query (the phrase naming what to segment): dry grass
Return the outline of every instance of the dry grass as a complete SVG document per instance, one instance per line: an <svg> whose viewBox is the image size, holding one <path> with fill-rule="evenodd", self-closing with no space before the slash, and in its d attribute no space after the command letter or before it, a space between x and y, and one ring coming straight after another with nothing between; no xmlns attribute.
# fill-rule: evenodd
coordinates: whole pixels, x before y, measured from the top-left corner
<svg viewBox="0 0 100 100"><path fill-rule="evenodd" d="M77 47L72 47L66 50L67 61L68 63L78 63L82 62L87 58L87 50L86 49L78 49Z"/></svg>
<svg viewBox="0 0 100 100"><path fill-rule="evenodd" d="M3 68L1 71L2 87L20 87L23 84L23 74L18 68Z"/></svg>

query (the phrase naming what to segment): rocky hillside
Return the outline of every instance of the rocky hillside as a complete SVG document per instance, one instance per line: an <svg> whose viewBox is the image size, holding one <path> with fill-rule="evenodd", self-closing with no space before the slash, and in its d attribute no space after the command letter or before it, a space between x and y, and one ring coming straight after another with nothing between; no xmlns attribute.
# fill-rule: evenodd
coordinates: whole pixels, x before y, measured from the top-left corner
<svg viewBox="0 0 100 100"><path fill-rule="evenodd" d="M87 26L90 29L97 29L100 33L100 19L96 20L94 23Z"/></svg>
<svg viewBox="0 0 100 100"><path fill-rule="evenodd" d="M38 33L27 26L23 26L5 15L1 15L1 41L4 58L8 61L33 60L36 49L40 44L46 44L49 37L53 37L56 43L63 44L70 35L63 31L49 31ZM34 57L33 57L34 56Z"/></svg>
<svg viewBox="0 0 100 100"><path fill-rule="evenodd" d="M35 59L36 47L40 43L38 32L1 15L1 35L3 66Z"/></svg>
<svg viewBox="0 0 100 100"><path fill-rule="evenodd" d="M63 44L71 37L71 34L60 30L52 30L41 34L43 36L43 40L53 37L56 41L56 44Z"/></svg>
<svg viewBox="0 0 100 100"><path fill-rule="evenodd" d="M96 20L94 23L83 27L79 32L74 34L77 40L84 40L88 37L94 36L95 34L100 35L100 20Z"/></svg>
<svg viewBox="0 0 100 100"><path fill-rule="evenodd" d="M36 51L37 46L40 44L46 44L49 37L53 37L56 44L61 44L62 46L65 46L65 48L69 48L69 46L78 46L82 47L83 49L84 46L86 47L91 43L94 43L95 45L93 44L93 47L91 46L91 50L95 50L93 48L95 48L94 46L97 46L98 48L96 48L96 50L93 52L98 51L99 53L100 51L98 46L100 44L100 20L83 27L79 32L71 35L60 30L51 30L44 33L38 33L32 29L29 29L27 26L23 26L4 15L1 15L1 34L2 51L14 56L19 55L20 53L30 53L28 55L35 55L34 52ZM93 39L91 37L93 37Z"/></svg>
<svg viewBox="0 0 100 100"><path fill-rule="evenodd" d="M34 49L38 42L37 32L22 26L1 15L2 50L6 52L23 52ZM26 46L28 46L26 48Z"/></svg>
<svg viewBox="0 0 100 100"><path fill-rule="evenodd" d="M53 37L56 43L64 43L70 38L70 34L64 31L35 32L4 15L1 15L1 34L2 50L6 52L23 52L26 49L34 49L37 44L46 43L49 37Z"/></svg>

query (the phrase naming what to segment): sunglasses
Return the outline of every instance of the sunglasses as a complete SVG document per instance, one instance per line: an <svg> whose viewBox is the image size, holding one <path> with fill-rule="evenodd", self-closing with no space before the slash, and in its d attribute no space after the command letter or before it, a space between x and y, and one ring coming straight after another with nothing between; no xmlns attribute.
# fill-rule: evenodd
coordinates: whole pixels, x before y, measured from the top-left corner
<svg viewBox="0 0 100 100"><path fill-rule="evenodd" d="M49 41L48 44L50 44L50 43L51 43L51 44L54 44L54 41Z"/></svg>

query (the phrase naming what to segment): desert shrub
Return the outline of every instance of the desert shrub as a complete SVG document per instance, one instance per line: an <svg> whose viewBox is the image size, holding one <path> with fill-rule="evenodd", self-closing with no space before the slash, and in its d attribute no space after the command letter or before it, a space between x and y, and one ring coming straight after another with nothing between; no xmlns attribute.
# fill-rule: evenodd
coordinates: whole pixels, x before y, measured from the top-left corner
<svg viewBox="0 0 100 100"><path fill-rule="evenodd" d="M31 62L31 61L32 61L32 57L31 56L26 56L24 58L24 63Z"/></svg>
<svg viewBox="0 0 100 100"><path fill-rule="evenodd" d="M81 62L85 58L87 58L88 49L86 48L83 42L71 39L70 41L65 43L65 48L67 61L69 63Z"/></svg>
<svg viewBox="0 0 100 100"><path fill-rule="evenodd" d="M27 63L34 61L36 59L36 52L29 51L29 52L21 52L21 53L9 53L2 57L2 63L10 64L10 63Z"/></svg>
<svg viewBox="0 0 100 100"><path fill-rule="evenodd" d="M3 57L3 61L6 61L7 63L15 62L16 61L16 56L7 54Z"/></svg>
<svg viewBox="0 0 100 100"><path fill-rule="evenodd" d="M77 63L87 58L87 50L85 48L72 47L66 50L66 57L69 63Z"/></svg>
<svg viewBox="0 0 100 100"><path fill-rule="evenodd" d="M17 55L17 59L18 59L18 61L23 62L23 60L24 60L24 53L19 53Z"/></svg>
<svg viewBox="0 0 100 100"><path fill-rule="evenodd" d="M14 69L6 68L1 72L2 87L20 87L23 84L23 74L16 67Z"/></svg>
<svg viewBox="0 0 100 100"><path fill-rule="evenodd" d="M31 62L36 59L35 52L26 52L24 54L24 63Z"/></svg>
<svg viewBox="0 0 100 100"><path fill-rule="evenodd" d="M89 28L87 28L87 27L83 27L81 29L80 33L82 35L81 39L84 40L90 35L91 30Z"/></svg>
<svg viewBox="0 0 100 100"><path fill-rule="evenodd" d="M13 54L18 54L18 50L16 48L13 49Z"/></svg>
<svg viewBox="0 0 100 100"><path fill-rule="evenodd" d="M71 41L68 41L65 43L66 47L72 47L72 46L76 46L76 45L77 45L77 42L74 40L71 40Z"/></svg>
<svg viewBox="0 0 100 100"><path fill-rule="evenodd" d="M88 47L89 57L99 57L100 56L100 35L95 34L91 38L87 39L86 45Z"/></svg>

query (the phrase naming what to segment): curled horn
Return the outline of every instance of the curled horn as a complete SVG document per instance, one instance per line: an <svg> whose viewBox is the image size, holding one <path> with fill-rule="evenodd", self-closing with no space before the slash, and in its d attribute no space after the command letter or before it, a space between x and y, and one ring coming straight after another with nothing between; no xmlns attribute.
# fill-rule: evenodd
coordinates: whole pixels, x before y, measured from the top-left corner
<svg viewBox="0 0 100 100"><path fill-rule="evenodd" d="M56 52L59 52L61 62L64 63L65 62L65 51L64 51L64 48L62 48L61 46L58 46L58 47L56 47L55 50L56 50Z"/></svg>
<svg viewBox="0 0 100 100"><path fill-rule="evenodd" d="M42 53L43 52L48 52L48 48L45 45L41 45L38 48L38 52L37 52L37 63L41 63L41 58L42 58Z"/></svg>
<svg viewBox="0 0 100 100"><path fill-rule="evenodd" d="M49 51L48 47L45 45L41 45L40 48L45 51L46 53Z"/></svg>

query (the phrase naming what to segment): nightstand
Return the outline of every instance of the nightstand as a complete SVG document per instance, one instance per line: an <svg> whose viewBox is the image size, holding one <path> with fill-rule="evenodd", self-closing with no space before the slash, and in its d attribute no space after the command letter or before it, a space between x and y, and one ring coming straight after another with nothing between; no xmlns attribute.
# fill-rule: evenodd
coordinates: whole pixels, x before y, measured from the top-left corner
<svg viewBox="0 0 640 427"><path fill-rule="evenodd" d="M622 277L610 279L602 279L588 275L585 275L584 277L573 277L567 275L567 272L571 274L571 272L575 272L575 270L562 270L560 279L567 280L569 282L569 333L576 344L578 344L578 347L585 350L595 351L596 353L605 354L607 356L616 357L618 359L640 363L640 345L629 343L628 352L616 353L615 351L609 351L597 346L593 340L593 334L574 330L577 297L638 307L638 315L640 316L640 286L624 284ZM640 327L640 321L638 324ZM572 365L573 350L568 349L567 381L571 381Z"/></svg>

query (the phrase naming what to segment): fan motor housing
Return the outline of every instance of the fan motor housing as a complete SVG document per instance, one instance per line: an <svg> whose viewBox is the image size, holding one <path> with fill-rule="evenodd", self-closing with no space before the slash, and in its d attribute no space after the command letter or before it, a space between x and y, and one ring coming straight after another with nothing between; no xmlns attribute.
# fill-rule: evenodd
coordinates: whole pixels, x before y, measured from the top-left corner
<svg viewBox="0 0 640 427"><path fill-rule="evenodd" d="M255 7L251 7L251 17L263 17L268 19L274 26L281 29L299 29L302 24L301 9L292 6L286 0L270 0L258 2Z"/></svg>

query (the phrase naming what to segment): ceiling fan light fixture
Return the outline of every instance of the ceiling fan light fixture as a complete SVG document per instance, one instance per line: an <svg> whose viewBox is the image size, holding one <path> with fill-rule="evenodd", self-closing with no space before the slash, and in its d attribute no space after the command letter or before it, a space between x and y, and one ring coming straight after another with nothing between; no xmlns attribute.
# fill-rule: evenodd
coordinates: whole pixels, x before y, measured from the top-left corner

◆ ◆ ◆ ◆ ◆ ◆ ◆

Using the entries above, find all lines with "curled". Copy them.

query (the phrase naming what to segment): curled horn
Return the outline of every instance of the curled horn as a complete SVG document per instance, one instance per line: an <svg> whose viewBox is the image size, holding one <path> with fill-rule="evenodd", self-closing with no space before the slash, and in its d attribute no space after the command letter or before it, a space between x and y, and one ring coming straight after another with nothing between; no xmlns attribute.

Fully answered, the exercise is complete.